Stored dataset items
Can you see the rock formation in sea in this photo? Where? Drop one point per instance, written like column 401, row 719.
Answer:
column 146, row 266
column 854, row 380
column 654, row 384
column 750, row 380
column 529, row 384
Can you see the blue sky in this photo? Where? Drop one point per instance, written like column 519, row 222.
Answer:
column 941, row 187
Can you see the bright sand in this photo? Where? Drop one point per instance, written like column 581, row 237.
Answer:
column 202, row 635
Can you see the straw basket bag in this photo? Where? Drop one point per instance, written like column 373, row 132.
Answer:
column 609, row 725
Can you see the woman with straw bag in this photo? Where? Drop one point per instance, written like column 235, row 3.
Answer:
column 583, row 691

§ **Work required**: Set out every line of the material above as a numbered list, leaving out blank lines.

§ **Answer to the exercise**:
1. Can you see the rock formation in sea in this photo? Where? Drop one point per instance, written like column 401, row 719.
2. Answer:
3. column 146, row 266
4. column 854, row 380
5. column 654, row 384
6. column 750, row 380
7. column 529, row 384
8. Can you see the blue sky in this photo? Where? Drop one point per instance, written like column 519, row 222.
9. Answer:
10. column 941, row 187
11. Can you see the bright sand in this photo? Where? Drop one point per instance, written like column 581, row 237.
12. Answer:
13. column 202, row 635
14. Can you see the straw basket bag in this photo? Where? Drop one point per instance, written like column 373, row 132.
15. Answer:
16. column 609, row 725
17. Can you see the woman with straw bag in this photo? Where? Drop one point per instance, written like column 235, row 3.
18. Answer:
19. column 583, row 691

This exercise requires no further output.